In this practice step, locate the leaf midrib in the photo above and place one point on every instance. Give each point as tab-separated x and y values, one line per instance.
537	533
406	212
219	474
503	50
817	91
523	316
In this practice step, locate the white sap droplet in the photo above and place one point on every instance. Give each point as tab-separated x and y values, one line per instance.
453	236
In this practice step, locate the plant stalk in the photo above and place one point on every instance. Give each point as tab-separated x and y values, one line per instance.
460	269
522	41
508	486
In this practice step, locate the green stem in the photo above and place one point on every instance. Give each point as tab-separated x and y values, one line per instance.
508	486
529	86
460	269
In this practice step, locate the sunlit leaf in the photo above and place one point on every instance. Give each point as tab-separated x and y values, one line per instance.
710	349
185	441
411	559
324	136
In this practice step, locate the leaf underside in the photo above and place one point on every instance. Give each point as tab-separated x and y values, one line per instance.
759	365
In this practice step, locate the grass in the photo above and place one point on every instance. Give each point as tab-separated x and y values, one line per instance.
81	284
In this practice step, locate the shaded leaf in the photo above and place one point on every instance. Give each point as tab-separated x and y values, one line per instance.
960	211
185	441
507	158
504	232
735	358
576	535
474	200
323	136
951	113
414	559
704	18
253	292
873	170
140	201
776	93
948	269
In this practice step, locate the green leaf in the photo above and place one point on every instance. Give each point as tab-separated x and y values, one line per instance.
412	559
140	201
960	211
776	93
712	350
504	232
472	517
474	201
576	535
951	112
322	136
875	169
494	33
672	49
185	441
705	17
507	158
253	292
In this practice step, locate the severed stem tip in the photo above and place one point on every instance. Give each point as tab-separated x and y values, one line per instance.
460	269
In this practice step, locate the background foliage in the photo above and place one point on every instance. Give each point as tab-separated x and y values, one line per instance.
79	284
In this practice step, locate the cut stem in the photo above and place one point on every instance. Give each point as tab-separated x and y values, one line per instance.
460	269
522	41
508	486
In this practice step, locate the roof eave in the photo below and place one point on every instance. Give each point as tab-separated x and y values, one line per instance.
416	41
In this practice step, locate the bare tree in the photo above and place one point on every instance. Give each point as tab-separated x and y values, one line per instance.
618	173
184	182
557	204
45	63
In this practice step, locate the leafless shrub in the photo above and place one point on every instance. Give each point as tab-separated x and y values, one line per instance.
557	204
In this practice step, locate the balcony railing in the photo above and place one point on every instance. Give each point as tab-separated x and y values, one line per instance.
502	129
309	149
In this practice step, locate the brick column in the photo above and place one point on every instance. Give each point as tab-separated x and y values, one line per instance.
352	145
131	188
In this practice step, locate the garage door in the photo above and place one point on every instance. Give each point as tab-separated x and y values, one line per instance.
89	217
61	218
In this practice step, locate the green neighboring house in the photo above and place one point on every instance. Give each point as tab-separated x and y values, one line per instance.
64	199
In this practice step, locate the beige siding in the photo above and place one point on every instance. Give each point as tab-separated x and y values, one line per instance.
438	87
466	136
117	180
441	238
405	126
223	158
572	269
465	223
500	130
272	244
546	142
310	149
----------------------------------------
> **Activity**:
Give every entry again in full, precisely as written above.

> **Output of the task**:
In this practice step, locate the leaf midrib in the photo above and place one point on every instance. Give each point as tab-separated x and y values, one line per instance.
537	533
406	212
219	474
503	50
817	91
523	316
In this practice step, locate the white sap droplet in the photo above and place one point on every instance. Give each point as tab-separated x and y values, one line per instance.
453	236
In this practice step, locate the plant stalk in the photo above and place one point on every instance. Give each point as tab-separated x and y values, one line per instance.
460	269
522	41
508	486
In this practice step, locate the green stem in the photo above and place one point on every instance. Give each point as tab-separated x and y values, one line per instance.
508	486
529	86
460	269
In this practice step, locate the sunlit leaf in the photo above and place one point on every instance. Give each point as tab-separated x and y values, one line per instance.
710	349
185	441
411	559
324	136
In this practice step, locate the leaf underside in the photo above and place one point on every instance. Give each point as tab-separated x and y values, one line per instance.
759	365
In this practice step, locate the grass in the photo above and place one point on every instance. Give each point as tab-separated x and y values, one line per instance.
81	284
In this practice step, locate the shaded leaf in the photo above and place one point on every instance. Give each point as tab-separated x and y values, one line per instance.
960	211
185	441
507	158
504	232
735	358
576	535
474	200
323	136
951	113
414	559
704	18
253	292
873	170
140	201
776	93
948	269
In this practice step, locate the green leaf in the photo above and place one point on every instance. Give each point as tab-separated x and y values, one line per instance.
412	559
140	201
960	211
776	93
712	350
504	232
472	517
474	201
576	535
951	112
322	136
875	169
494	33
672	49
185	441
705	17
507	158
253	292
In this practice step, locate the severed stem tip in the photo above and place one point on every instance. Give each point as tab-separated x and y values, one line per instance.
460	269
In this practice step, locate the background foliage in the photo above and place one point on every instance. Give each point as tab-separated x and y values, one line per instance.
79	284
In this practice step, locate the cut stem in the photo above and place one point on every instance. Give each point as tab-separated x and y values, one line per instance.
460	269
522	41
508	486
In this practice step, locate the roof eave in the photo below and place one point on every instance. Give each point as tab-separated x and y values, one line per instance.
416	41
In this practice step, locate the bare tree in the photo above and place one point on every instance. Give each point as tab-separated x and y values, one line per instance.
618	173
184	182
557	204
45	63
In this practice step, locate the leafless shrub in the photo above and place one point on every instance. Give each point as tab-separated x and y values, one line per instance.
557	204
In this practice step, locate the balcony railing in the photo above and place one point on every instance. Give each point as tab-separated x and y values, one line per instance.
502	129
309	149
In this practice step, locate the brick column in the photo above and place one point on every instance. Give each point as tab-separated x and y values, one line per instance.
352	145
131	188
In this practice step, locate the garage door in the photo above and place one point on every instance. Give each point as tab-separated x and y values, one line per instance.
89	217
61	218
In this practice step, locate the green neighboring house in the photo above and place one point on every instance. Give each point as tab-separated x and y values, one line per instance.
64	199
In this practice step, locate the beige siding in the photo above and place one point on every instance. Give each point as tab-separated x and y values, one line per instance.
438	87
466	136
117	180
441	238
405	126
223	158
572	269
465	223
500	130
272	244
546	142
310	149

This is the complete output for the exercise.